* WHAT IS BEING ASKED: Which lines in the records below contain the word "person"? Extract each of those lines and copy it in full.

* MATERIAL SHOWN:

>>>

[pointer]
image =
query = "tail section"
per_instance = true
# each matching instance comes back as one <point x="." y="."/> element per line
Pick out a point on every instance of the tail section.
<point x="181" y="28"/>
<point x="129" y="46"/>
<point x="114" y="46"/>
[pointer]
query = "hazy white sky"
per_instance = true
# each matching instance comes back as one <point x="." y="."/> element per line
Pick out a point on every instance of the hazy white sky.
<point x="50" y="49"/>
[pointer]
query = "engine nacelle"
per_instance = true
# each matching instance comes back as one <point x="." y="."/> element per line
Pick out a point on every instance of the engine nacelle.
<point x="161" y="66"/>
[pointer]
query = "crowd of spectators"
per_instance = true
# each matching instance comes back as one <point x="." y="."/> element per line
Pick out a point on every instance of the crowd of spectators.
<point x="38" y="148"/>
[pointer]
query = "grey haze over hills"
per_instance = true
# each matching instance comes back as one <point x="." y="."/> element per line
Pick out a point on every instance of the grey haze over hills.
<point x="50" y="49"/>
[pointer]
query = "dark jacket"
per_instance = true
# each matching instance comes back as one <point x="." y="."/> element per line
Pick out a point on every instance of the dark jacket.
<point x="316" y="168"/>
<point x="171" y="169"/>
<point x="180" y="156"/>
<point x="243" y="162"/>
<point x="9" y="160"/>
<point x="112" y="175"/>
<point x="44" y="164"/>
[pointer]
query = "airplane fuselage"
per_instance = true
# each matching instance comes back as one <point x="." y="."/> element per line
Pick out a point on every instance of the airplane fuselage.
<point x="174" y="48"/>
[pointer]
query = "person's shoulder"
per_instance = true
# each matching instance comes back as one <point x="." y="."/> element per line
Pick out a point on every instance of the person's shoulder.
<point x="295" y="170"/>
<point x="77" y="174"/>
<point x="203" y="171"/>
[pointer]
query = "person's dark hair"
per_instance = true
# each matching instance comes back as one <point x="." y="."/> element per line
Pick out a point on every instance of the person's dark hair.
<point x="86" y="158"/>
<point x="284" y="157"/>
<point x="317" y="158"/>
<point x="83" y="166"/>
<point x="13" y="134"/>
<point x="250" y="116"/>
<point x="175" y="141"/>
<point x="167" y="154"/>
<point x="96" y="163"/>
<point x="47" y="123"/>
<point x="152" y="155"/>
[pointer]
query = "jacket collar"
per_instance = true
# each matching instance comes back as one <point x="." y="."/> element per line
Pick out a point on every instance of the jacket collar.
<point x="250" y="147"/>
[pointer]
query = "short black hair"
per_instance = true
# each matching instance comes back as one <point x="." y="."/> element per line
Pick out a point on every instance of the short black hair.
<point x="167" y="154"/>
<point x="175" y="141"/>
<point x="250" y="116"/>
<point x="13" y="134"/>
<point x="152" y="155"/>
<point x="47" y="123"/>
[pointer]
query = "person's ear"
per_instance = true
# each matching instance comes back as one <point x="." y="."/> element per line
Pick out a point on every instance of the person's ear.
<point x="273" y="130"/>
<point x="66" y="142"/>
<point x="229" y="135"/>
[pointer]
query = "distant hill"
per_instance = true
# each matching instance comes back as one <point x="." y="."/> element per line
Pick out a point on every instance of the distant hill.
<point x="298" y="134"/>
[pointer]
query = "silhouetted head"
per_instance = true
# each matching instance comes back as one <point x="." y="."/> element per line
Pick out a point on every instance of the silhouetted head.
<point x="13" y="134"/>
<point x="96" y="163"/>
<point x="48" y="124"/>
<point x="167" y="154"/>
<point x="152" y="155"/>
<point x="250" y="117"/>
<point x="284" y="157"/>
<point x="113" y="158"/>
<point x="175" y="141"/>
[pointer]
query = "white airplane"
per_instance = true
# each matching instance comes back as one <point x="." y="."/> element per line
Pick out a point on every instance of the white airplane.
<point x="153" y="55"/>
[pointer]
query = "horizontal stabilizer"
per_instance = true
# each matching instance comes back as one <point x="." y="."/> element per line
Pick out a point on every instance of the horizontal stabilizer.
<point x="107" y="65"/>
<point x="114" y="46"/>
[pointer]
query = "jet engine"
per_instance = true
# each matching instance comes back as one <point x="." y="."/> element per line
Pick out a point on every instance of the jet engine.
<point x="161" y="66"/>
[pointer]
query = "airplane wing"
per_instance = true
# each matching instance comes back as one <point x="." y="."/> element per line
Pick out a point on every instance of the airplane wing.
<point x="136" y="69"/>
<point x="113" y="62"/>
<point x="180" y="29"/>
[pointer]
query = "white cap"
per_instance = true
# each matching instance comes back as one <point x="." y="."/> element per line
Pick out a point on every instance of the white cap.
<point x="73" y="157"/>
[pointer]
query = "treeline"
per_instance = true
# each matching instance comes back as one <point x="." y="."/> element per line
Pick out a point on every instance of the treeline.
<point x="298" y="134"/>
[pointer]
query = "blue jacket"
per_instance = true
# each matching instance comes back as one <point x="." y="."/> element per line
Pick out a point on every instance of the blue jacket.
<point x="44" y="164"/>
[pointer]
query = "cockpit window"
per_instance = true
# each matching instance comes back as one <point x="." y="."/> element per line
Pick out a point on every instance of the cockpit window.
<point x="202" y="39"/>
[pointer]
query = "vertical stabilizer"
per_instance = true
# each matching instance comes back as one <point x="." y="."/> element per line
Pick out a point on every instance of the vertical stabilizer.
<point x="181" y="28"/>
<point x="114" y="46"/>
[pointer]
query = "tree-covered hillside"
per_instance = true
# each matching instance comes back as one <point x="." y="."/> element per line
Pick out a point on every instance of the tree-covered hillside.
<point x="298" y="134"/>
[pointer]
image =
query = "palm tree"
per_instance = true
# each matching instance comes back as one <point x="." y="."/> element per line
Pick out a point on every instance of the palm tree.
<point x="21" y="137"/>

<<<

* FINAL ANSWER:
query = "person's shoulder"
Pick out a point on every instance of the person's shoulder.
query = "person's dark hair"
Pick out a point on every instance of the person's dark hair.
query = "person's ear"
Pick out a point on every instance of the person's ear.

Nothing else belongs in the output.